──────── DATA SHOWN
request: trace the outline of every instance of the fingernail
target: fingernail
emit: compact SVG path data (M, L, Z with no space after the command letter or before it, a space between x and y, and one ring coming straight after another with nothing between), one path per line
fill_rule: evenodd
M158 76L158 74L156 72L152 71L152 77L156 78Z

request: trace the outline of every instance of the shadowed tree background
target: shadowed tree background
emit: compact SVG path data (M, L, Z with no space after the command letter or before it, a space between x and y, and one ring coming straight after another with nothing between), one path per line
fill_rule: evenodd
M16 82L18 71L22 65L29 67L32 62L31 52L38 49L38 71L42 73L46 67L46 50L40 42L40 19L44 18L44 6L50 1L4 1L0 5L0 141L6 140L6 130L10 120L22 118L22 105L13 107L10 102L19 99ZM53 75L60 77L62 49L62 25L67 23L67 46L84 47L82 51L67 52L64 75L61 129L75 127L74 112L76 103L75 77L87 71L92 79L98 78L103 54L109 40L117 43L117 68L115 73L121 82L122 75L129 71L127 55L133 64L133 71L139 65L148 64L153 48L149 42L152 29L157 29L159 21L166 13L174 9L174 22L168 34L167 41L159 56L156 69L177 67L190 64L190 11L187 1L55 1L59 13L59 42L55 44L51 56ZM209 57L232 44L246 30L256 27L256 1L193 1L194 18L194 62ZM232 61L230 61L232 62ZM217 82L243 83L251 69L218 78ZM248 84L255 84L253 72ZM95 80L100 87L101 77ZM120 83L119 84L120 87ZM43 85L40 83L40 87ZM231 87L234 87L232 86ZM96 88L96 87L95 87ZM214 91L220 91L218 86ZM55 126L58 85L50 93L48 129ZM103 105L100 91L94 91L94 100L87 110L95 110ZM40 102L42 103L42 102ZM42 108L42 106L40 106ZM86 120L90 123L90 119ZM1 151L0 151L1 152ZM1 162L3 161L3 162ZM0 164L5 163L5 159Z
────────────────
REQUIREMENTS | Change "fingernail" to "toenail" in everything from the start of the rows down to the line containing "M158 76L158 74L156 72L152 71L152 77L156 78Z", and write those lines out again with nothing else altered.

TASK OUTPUT |
request: trace the outline of every instance of the toenail
target: toenail
emit: compact SVG path data (M, L, Z with no space after the command letter or before it, a space between x and y, and one ring coming straight after another with nothing between), one path per line
fill_rule: evenodd
M158 76L158 74L156 72L152 71L152 77L156 78Z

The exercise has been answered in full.